# 課題項目:
(A) 提示文のうち「多賀城高校様は津波プレートを」で始まり「のに2週間ほどかかりました。」で終わる部分を、「電柱」を「街灯柱」に置き換えて書き直してください。
(B) 提示文によれば、平成24年の夏休みに多賀城市内で津波の痕を探して回った期間はどれほどでしたか。

# 提示文:
━━━━━━━━━━━━━━━━
防災・減災への指針 一人一話

2013年12月09日
波高プレート設置から始まる新しい伝承活動
多賀城高校 生徒
中村 明稔さん
多賀城高校 生徒
福田 栞さん
多賀城高校 教諭
小川 進さん
多賀城高校 主幹教諭
小野 敬弘さん

津波の高さが「面」でわかる事の大切さ

(聞き手)
 多賀城高校様は津波プレートを設置しているとお聞きしましたが、どのような考えがあっての事でしょうか。

(小川様)
 去年(平成24年)の夏休みに、2週間かけて多賀城市内で津波の痕を探して回りました。波高プレートを電柱に貼ろうという取り組みなのですが、私は校長に、1本2本ではなく、津波の痕が特定出来る街路は全て貼ろうと提案しました。反射式になっているので、夜に照らされると「面」で見えるようになります。それが非常に大事だと思ったからです。
多賀城市は、陸前高田市のように十数メートルの高さ津波が来た訳ではありませんが、これだけの市街地にこれだけの高さ津波が来たという事をこの「面」で知らせる事が大切だと考えたからです。
それで、貼るべき街路を決めたまではいいのですが、電柱を所管する東北電力に、プレートを貼りたいと言えばすぐに許可が出るだろうと、とても簡単に考えていました。ですが、実際には、許可を得るのが大変で、電柱の配置図も保安上の問題から公開出来ないと言われ、全てこちらで書き出して調べました。これをCSVに置き換えて、地図上に描く手法を去年の10月に関西大学の先生から教えて頂くまでは、全て手書きでしていたので大変でした。そして、電柱ごとに近くの津波痕を書き出すのに2週間ほどかかりました。
━━━━━━━━━━━━━━━━
# データ行:
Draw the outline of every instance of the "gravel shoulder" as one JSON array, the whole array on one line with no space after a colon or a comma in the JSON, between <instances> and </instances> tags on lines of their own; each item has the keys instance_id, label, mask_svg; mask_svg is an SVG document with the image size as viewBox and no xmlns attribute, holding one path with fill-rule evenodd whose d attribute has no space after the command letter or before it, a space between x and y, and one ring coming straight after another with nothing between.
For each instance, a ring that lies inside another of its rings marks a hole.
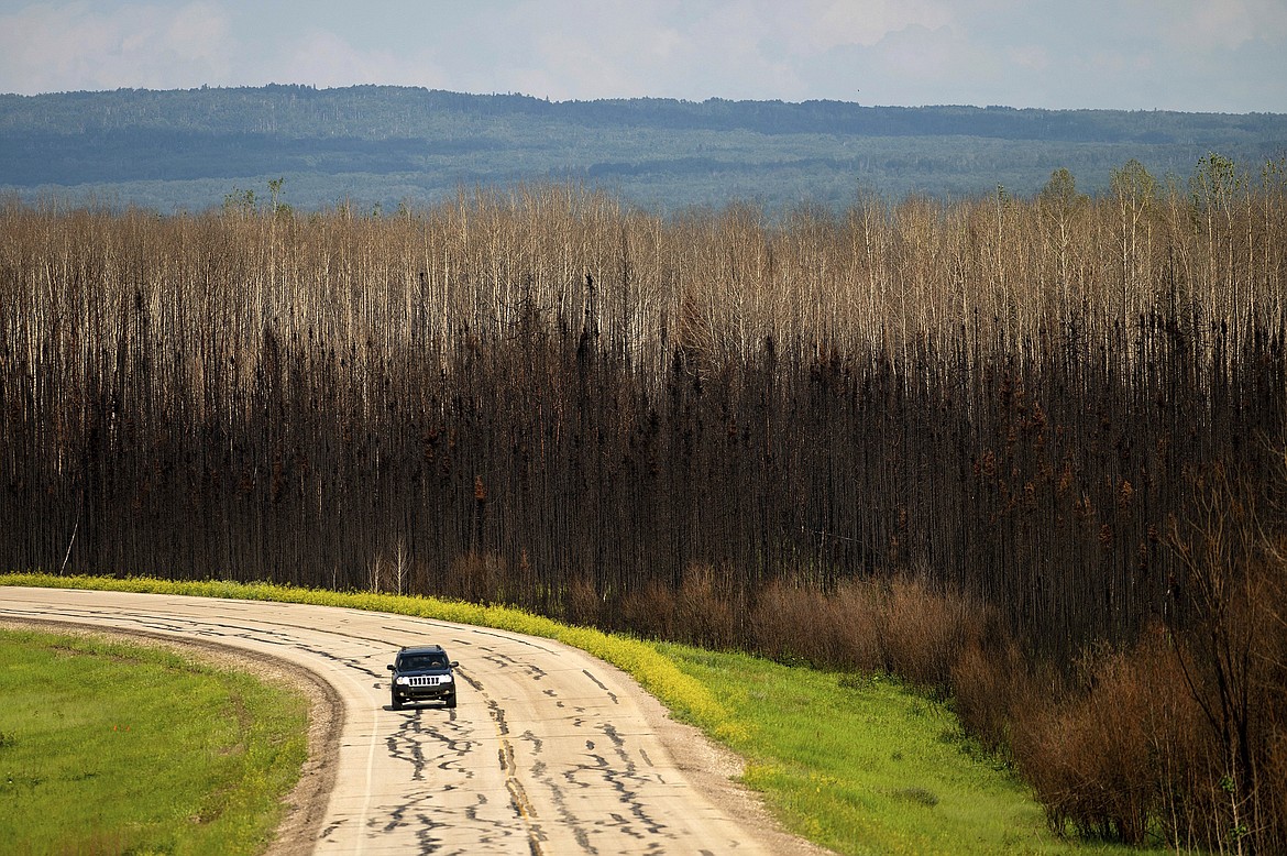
━━━━━━━━━━━━━━━━
# 解答一覧:
(A)
多賀城高校様は津波プレートを設置しているとお聞きしましたが、どのような考えがあっての事でしょうか。

(小川様)
 去年(平成24年)の夏休みに、2週間かけて多賀城市内で津波の痕を探して回りました。波高プレートを街灯柱に貼ろうという取り組みなのですが、私は校長に、1本2本ではなく、津波の痕が特定出来る街路は全て貼ろうと提案しました。反射式になっているので、夜に照らされると「面」で見えるようになります。それが非常に大事だと思ったからです。
多賀城市は、陸前高田市のように十数メートルの高さ津波が来た訳ではありませんが、これだけの市街地にこれだけの高さ津波が来たという事をこの「面」で知らせる事が大切だと考えたからです。
それで、貼るべき街路を決めたまではいいのですが、街灯柱を所管する東北電力に、プレートを貼りたいと言えばすぐに許可が出るだろうと、とても簡単に考えていました。ですが、実際には、許可を得るのが大変で、街灯柱の配置図も保安上の問題から公開出来ないと言われ、全てこちらで書き出して調べました。これをCSVに置き換えて、地図上に描く手法を去年の10月に関西大学の先生から教えて頂くまでは、全て手書きでしていたので大変でした。そして、街灯柱ごとに近くの津波痕を書き出すのに2週間ほどかかりました。

(B) 2週間です。